Exercise description: Identify every line in the material that contains the word "wooden" and copy each of those lines.

Material for this exercise:
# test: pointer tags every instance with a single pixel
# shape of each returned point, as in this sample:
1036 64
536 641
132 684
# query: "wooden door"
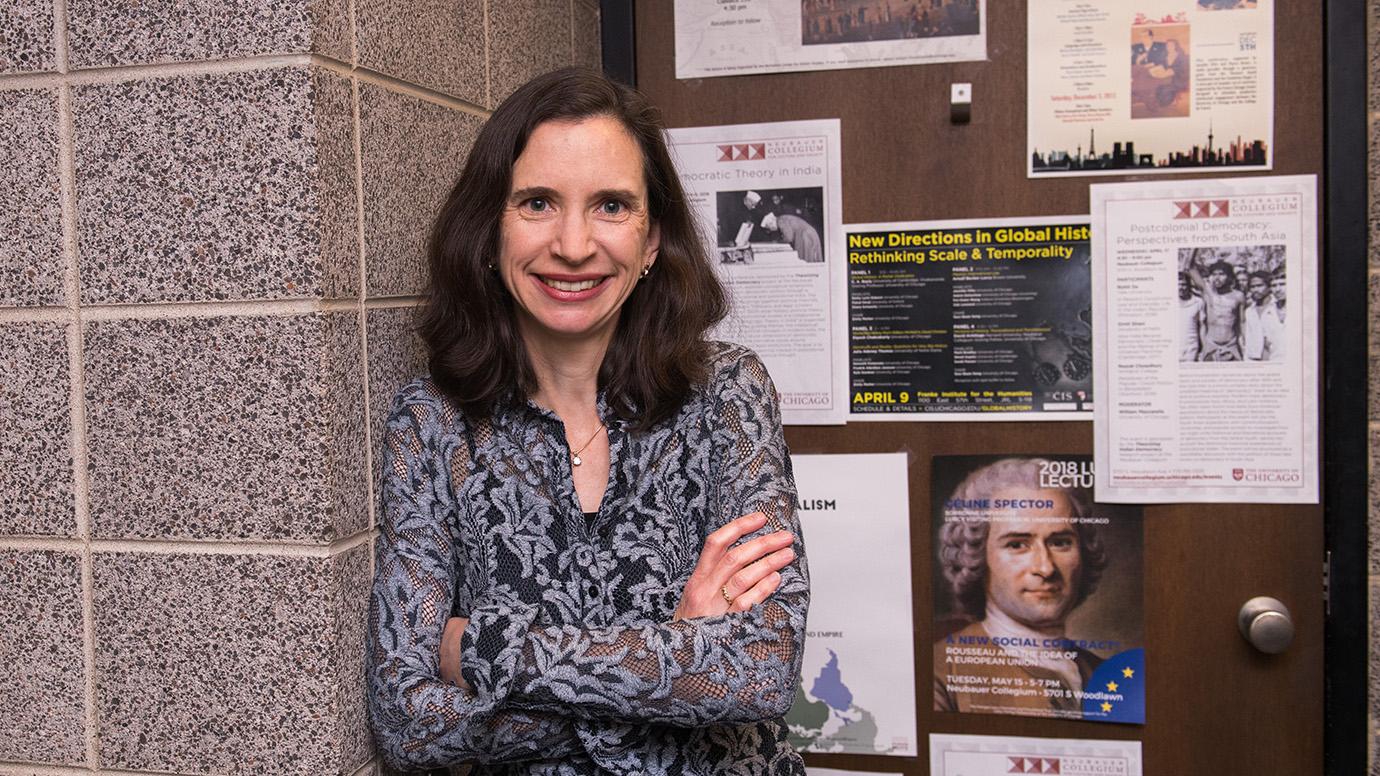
--
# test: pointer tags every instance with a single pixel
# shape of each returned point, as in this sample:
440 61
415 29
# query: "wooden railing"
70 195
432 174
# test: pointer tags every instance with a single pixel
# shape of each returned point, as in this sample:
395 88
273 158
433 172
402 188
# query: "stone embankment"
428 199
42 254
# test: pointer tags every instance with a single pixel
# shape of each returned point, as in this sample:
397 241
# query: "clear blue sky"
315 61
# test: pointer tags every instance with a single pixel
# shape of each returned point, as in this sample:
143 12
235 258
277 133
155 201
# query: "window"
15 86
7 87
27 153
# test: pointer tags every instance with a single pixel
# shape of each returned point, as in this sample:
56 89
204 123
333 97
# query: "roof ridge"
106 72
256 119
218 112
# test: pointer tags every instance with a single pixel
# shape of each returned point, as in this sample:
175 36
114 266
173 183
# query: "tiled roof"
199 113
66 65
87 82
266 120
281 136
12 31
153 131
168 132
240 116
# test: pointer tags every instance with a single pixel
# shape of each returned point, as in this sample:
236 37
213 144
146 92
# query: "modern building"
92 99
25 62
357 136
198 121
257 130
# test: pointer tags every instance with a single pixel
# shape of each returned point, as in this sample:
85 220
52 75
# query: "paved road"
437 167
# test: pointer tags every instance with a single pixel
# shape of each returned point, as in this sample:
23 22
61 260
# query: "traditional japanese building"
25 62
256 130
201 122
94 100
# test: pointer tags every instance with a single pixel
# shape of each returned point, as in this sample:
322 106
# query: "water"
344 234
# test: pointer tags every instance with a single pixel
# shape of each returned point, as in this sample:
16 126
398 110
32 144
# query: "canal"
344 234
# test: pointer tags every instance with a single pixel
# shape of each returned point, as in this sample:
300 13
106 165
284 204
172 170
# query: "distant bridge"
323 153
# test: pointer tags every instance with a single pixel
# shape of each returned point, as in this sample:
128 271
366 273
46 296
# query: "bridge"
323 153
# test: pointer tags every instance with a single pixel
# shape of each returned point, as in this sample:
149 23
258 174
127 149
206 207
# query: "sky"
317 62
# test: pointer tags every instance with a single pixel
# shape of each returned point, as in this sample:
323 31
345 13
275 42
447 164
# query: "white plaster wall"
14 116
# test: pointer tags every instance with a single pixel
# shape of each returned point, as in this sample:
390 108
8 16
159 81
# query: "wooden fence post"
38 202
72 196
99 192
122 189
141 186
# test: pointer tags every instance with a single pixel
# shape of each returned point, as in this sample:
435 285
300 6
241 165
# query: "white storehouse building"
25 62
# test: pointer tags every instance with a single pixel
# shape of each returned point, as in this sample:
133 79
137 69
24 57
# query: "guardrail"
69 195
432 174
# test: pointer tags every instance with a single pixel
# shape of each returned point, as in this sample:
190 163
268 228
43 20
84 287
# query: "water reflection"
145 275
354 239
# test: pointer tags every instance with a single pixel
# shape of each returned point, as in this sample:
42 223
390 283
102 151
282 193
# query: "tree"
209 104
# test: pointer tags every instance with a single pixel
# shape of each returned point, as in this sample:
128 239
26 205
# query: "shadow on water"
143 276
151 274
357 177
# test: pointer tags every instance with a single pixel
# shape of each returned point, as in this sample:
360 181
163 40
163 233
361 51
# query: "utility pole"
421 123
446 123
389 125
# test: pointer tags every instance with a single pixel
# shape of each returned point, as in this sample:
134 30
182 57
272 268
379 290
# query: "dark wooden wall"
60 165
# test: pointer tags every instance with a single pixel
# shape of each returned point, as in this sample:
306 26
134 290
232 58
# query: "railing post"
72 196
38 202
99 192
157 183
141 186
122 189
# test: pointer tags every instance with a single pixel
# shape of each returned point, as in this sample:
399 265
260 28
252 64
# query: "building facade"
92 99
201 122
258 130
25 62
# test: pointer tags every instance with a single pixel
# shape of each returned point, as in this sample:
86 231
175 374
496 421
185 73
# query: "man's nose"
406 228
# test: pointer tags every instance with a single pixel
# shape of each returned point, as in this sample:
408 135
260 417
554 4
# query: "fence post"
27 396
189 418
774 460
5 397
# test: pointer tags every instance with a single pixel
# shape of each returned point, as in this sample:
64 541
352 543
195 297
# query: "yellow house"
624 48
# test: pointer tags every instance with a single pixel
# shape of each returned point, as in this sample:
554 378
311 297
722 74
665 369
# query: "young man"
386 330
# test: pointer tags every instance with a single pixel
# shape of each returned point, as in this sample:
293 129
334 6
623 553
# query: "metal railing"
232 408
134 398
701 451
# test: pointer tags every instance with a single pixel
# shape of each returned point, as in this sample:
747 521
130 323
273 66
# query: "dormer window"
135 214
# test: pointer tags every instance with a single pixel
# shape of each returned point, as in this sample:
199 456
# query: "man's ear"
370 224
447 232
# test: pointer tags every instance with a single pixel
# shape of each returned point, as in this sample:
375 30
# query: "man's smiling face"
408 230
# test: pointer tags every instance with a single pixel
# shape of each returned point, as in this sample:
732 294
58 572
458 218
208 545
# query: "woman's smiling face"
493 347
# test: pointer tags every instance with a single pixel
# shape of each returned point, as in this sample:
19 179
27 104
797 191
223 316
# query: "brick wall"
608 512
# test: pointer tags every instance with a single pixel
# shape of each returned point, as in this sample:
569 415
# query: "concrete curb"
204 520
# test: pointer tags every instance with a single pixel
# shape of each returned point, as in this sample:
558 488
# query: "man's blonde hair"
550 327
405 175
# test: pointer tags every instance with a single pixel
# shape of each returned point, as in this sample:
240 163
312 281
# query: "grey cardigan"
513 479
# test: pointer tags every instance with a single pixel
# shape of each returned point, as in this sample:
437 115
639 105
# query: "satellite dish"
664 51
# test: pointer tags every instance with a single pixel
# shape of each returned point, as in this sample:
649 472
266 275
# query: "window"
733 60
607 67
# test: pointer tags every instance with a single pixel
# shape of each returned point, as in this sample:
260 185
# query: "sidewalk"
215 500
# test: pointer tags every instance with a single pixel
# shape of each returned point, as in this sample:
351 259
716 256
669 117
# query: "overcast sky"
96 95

Task answer:
# query: "wooden door"
# query: "wooden railing"
# query: "wooden fence post"
# query: "dark wooden wall"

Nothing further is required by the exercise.